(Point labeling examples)
● ● ● ● ●
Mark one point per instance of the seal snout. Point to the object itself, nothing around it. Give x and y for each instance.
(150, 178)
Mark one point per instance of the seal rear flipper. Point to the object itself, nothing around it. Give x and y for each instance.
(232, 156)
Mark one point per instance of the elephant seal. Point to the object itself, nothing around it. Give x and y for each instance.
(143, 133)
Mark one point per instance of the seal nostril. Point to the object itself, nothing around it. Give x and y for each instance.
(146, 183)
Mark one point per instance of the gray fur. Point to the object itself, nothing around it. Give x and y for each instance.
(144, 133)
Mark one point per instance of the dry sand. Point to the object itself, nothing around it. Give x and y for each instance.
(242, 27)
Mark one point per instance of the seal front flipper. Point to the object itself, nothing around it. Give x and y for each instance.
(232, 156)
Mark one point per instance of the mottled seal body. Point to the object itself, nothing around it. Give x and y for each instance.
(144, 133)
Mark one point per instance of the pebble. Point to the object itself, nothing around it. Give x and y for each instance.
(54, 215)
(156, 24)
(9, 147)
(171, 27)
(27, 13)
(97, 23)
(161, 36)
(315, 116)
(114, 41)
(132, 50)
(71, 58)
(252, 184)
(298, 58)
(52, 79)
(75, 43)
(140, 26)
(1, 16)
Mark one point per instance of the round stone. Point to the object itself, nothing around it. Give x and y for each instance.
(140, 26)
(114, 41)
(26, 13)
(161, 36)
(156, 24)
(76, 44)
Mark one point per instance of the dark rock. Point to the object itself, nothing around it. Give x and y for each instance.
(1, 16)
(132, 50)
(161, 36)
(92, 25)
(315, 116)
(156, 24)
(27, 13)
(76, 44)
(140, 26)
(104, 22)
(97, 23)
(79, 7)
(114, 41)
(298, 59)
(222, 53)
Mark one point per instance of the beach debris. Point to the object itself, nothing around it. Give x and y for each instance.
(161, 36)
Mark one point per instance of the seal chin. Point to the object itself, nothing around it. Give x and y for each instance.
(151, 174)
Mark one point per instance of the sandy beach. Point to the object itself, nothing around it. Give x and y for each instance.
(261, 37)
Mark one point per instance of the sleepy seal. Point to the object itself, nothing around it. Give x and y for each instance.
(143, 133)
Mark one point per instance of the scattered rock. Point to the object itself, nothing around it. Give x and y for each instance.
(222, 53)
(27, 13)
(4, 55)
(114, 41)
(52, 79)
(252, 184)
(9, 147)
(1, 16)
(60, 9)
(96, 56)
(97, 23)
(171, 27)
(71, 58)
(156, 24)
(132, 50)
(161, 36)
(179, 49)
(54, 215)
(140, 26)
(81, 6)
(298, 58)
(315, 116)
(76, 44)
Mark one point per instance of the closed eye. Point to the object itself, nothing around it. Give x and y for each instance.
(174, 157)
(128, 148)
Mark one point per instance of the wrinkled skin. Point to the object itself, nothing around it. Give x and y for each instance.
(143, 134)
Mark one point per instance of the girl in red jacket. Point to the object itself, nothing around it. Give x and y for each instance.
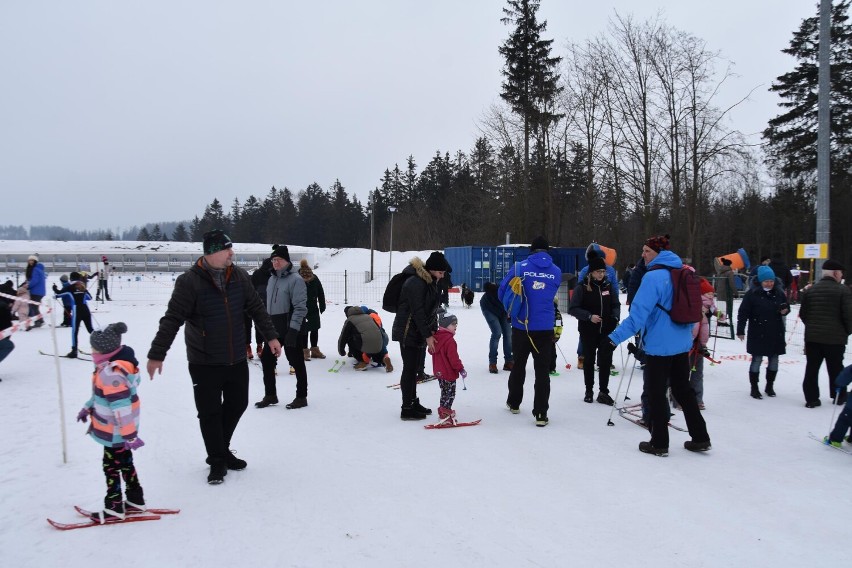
● ● ● ● ●
→ EXERCISE GOAL:
Which lines in the data above contain the string "flipper", matched with case counting? Copy each such line in full.

→ RESULT FOR THIS EXERCISE:
Mark one point per instance of the seal rear flipper. Point to the object itself, nothing around it. Give x and y for each instance.
Mark one point per instance of the seal front flipper. Point to the object itself, nothing around it. Give x and y for each instance.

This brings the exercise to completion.